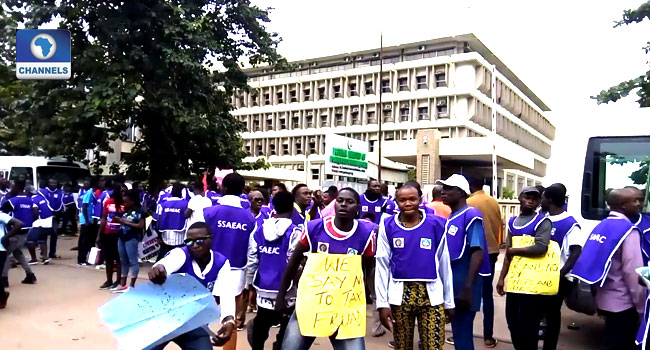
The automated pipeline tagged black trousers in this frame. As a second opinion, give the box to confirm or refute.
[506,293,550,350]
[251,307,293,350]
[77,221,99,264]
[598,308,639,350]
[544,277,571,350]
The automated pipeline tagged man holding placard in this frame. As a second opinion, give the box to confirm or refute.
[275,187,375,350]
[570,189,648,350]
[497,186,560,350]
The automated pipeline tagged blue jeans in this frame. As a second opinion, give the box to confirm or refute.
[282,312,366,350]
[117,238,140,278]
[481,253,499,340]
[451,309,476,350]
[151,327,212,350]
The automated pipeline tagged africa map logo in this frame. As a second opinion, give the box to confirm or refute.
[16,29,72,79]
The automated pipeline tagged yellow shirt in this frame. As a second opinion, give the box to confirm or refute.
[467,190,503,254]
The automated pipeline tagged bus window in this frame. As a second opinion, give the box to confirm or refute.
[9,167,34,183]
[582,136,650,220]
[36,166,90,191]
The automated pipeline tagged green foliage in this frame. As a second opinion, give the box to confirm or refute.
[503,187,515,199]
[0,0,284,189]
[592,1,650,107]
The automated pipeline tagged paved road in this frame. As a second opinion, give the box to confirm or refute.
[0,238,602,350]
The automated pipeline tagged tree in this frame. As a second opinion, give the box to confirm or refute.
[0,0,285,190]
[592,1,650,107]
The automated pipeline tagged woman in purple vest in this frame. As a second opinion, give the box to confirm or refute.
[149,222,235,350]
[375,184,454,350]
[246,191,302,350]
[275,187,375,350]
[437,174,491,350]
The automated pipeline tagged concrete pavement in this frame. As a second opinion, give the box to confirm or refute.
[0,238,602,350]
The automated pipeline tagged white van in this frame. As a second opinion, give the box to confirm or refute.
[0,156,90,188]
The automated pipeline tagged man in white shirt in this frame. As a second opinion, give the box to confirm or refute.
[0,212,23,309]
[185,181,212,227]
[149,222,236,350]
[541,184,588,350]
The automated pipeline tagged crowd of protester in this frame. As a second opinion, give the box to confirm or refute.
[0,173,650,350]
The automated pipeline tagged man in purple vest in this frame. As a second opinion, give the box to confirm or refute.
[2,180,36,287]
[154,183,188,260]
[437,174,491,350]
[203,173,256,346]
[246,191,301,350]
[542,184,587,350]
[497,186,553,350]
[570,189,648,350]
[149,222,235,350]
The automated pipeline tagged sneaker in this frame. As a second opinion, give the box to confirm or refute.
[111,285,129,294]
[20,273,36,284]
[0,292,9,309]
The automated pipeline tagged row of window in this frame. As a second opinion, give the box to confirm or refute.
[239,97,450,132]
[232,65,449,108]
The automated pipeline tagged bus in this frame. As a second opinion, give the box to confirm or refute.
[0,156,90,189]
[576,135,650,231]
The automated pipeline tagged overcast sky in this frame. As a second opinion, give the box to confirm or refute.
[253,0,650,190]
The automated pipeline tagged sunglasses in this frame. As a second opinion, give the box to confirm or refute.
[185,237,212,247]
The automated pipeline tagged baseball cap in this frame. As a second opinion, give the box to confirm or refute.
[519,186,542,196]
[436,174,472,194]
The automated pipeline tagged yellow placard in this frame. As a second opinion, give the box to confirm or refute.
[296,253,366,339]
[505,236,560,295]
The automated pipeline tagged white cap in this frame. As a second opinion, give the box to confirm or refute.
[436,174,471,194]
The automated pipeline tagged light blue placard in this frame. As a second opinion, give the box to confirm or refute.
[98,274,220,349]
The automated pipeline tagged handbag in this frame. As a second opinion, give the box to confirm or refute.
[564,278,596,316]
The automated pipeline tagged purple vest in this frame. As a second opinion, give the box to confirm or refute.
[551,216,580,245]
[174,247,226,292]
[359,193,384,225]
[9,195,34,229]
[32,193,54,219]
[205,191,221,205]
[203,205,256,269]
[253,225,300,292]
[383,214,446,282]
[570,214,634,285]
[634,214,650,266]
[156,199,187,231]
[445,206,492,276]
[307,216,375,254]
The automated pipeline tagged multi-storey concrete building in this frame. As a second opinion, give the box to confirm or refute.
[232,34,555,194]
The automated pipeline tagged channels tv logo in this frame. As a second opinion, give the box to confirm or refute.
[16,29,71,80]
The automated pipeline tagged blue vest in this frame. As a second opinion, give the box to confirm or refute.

* * *

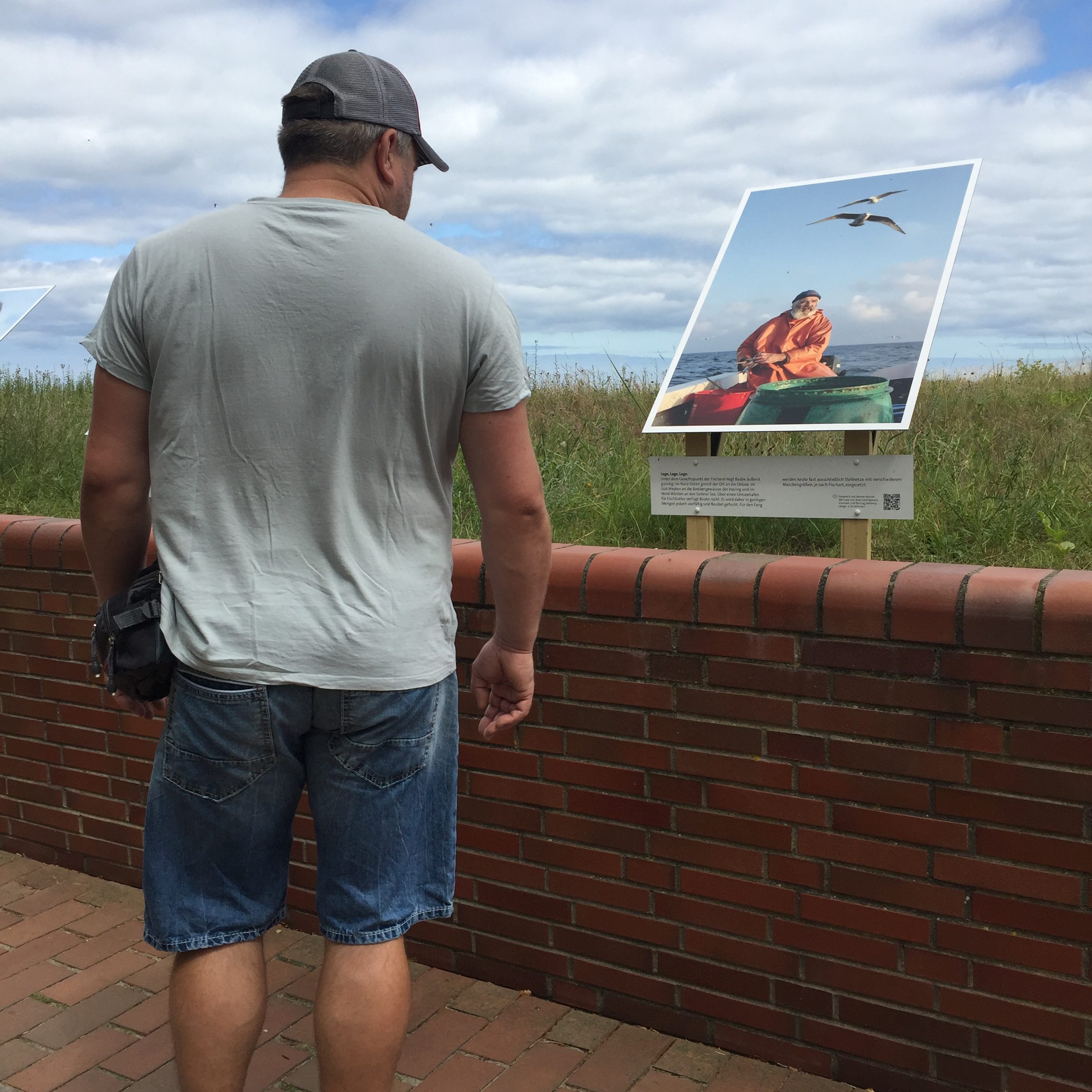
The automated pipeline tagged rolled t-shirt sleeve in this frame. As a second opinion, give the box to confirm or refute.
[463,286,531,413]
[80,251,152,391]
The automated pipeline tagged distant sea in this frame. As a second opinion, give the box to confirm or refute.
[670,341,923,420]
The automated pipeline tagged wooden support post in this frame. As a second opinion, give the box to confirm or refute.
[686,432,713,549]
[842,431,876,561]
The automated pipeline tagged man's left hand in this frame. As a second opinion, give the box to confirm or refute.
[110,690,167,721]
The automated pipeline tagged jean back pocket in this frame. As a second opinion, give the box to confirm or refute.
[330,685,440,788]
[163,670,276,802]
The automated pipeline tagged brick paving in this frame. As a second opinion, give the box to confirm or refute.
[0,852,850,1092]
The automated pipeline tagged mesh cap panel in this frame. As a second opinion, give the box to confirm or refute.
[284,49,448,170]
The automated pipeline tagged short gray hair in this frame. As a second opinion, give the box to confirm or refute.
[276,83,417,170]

- [WRITTEN PROBLEM]: Could you write out everything from the line with "The automated pipeline tagged yellow shirt" down to the line with "[36,166,90,191]", substituting "coach window" for "bus window" and keeping all else the same?

- [REPLY TO THE TASK]:
The automated pipeline tagged yellow shirt in this frame. As a second opinion, give the box to confirm or refute.
[467,190,503,254]
The automated pipeline tagged coach window in this frame. As a second opinion, give the box to confirm or refute.
[9,167,34,183]
[582,136,650,220]
[36,166,90,191]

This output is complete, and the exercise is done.